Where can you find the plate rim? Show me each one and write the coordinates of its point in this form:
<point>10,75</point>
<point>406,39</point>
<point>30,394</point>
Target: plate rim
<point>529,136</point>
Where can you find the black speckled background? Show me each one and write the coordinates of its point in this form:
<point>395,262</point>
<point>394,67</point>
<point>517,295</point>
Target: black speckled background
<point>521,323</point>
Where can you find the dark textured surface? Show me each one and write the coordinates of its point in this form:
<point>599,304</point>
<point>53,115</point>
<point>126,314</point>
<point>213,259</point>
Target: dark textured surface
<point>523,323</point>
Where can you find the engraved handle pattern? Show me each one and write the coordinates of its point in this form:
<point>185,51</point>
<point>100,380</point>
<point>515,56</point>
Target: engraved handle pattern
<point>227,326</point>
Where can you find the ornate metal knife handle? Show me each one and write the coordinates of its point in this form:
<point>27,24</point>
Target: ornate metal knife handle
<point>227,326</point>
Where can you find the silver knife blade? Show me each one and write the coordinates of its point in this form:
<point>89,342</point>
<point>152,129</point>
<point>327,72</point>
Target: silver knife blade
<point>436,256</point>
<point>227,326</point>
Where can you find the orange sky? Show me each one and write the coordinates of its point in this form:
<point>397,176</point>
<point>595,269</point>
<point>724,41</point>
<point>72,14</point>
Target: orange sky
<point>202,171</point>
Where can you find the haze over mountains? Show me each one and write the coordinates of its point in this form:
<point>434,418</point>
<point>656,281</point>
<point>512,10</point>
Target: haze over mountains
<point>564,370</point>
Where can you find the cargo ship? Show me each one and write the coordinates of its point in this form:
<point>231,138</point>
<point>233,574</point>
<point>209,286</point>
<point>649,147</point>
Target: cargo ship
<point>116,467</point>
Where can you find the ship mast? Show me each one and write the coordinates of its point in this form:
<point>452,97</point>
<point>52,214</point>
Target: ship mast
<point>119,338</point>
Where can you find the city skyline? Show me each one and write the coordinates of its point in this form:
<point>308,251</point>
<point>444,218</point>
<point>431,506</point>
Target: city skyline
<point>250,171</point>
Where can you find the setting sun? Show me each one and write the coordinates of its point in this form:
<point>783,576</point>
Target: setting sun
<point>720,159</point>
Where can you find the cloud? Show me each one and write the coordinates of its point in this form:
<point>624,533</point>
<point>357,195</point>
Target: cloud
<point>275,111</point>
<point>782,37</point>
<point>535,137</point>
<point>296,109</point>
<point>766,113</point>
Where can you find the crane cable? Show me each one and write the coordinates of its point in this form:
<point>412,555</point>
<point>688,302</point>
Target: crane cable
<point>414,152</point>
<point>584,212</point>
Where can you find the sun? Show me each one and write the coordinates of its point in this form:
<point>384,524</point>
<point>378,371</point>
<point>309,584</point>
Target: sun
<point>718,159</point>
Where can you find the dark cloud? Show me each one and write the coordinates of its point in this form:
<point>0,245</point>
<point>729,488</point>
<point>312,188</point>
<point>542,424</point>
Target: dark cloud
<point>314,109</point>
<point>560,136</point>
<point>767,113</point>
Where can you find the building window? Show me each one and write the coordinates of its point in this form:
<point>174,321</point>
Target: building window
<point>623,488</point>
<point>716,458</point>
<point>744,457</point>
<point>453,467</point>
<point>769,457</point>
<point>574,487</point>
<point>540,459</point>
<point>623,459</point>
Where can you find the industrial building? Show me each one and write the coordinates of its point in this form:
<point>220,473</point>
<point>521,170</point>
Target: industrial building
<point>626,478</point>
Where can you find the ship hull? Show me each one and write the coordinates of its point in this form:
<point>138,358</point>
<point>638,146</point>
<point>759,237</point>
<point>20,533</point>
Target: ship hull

■ ■ ■

### WHAT TO PRODUCE
Given the records above, return exactly the lines starting at the line containing "<point>185,51</point>" and ending at the line containing "<point>444,218</point>", including both.

### RESPONSE
<point>185,51</point>
<point>100,380</point>
<point>515,56</point>
Target: engraved handle pattern
<point>227,326</point>
Where can you find the ornate metal knife handle? Show me each one and write the coordinates of its point in this form:
<point>27,24</point>
Target: ornate metal knife handle
<point>227,326</point>
Where can you find the silver knife blade? Show me each one and write the coordinates of its point in this form:
<point>89,342</point>
<point>152,129</point>
<point>327,72</point>
Target: silver knife blade
<point>436,256</point>
<point>227,326</point>
Where can you find the orange sky? Show me each one and write the coordinates of its point in this form:
<point>397,176</point>
<point>595,269</point>
<point>724,41</point>
<point>72,14</point>
Target: orange sky
<point>202,171</point>
Where can you find the haze over mountains? Show me each one and write the coordinates of its point in this form:
<point>434,418</point>
<point>656,281</point>
<point>512,10</point>
Target: haze over mountains
<point>564,370</point>
Where can you find the cargo ship? Show me each one and write the coordinates of its point in this form:
<point>231,138</point>
<point>233,574</point>
<point>209,286</point>
<point>649,147</point>
Target: cargo ship
<point>116,467</point>
Where can you find the ship mast? Show me each one and write the coordinates of its point in this form:
<point>452,97</point>
<point>52,214</point>
Target: ship mast
<point>119,338</point>
Where can you find the city skyline? Show me each one and write the coordinates of its point in this form:
<point>308,251</point>
<point>444,218</point>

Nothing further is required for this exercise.